[Excerpt to read]
----

BEST BEAUTY IN THE BREAKDOWN: THE NATIONAL
It’s safe to say that the National probably never envisioned a scenario in which they would take the stage right after Public Enemy. But as Flava Flav sped away down the venue’s back roads in his own personal golf cart, the Brooklyn-based Cincinnati expats took advantage of cooling air and gorgeous dusk light during their spirited, top-notch romp through a catalog-spanning setlist. The quintet is at its best when they peel back the layers of their songs, allowing singer Matt Berringer to uncork a particularly remarkable lyric or two before the band surges back into action. On “Slow Show,” Berringer’s hallmark line — “You know I dreamed about you for 29 years before I saw you” — was given room to breathe, all the more easily absorbed by enchanted new listeners who will most definitely recycle it for their next romantically charged Facebook status update. — P.G.

----

[Given instruction 1] In the concert review, which act took the stage immediately before the National?
[Given instruction 2] According to the concert review, what made the hallmark line in "Slow Show" easier for new listeners to absorb?
[Given instruction 3] List every musician or musical act named in the concert review.

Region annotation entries

----

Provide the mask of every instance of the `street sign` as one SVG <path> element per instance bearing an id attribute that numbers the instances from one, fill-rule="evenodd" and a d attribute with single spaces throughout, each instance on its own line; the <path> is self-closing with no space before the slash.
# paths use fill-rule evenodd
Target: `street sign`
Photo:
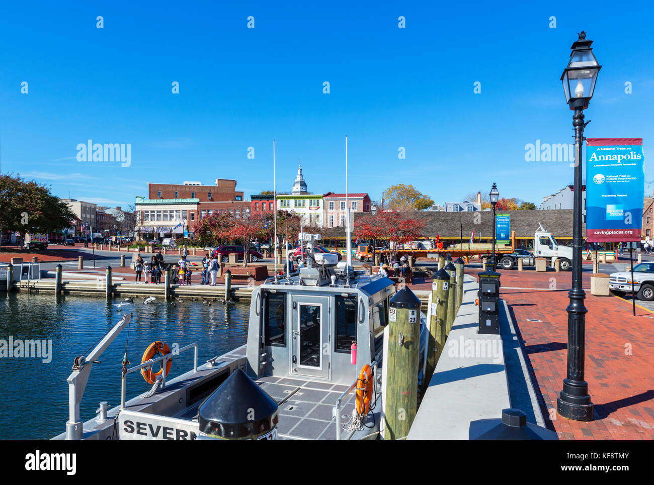
<path id="1" fill-rule="evenodd" d="M 643 139 L 589 138 L 587 143 L 587 241 L 640 241 L 645 195 Z"/>

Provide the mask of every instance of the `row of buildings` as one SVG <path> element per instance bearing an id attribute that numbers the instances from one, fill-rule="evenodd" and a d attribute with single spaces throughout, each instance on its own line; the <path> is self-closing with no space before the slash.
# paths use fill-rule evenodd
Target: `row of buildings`
<path id="1" fill-rule="evenodd" d="M 373 209 L 370 196 L 365 192 L 324 194 L 309 192 L 301 165 L 289 193 L 271 192 L 250 196 L 236 190 L 236 180 L 216 178 L 215 185 L 186 181 L 182 184 L 148 183 L 147 197 L 136 197 L 135 211 L 139 239 L 179 237 L 184 233 L 193 237 L 197 224 L 216 212 L 235 219 L 252 214 L 270 214 L 275 209 L 292 211 L 307 227 L 336 227 L 345 225 L 348 205 L 352 213 L 370 212 Z M 481 209 L 481 194 L 476 200 L 446 203 L 435 210 L 473 212 Z"/>

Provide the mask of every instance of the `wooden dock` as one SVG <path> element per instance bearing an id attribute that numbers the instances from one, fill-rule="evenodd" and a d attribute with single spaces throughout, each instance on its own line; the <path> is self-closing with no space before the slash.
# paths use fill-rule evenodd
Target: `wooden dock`
<path id="1" fill-rule="evenodd" d="M 23 280 L 16 282 L 14 289 L 29 293 L 56 293 L 56 282 L 54 278 Z M 252 296 L 254 286 L 232 285 L 231 295 L 235 300 L 249 300 Z M 89 280 L 63 280 L 61 281 L 62 294 L 66 295 L 106 295 L 107 284 L 104 280 L 94 281 Z M 137 283 L 135 282 L 117 282 L 111 284 L 111 294 L 114 296 L 154 296 L 164 298 L 165 295 L 165 285 L 164 283 Z M 203 284 L 177 285 L 171 284 L 169 289 L 171 297 L 200 297 L 207 299 L 220 299 L 225 296 L 224 285 L 211 286 Z"/>

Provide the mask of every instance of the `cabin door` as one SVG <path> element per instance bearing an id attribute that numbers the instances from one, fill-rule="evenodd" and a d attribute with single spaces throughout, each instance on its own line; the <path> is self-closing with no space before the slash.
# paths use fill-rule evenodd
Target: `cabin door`
<path id="1" fill-rule="evenodd" d="M 294 295 L 291 375 L 330 377 L 330 299 Z"/>

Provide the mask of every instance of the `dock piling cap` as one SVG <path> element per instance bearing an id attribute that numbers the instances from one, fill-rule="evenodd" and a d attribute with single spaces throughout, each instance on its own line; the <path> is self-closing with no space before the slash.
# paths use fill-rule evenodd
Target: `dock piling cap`
<path id="1" fill-rule="evenodd" d="M 277 426 L 275 401 L 240 369 L 198 410 L 200 431 L 217 438 L 256 439 Z"/>
<path id="2" fill-rule="evenodd" d="M 441 268 L 436 271 L 436 275 L 434 275 L 434 279 L 449 281 L 449 275 L 447 274 L 447 271 L 445 270 L 445 268 Z"/>
<path id="3" fill-rule="evenodd" d="M 448 277 L 449 279 L 449 277 Z M 391 308 L 406 308 L 417 310 L 420 308 L 420 299 L 408 286 L 405 286 L 390 299 Z"/>
<path id="4" fill-rule="evenodd" d="M 528 423 L 526 415 L 519 409 L 502 411 L 502 419 L 477 420 L 470 423 L 470 439 L 559 439 L 555 431 Z"/>

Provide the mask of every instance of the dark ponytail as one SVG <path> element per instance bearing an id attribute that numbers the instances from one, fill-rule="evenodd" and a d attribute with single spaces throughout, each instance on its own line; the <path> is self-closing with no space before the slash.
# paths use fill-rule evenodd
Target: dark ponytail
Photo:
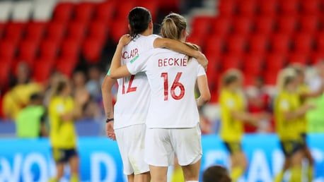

----

[Written solution 1] Public Enemy

[Written solution 2] On "Slow Show," the band gave Berringer's hallmark line room to breathe, which made it all the more easily absorbed by enchanted new listeners.

[Written solution 3] The National, Public Enemy, Flava Flav, Matt Berringer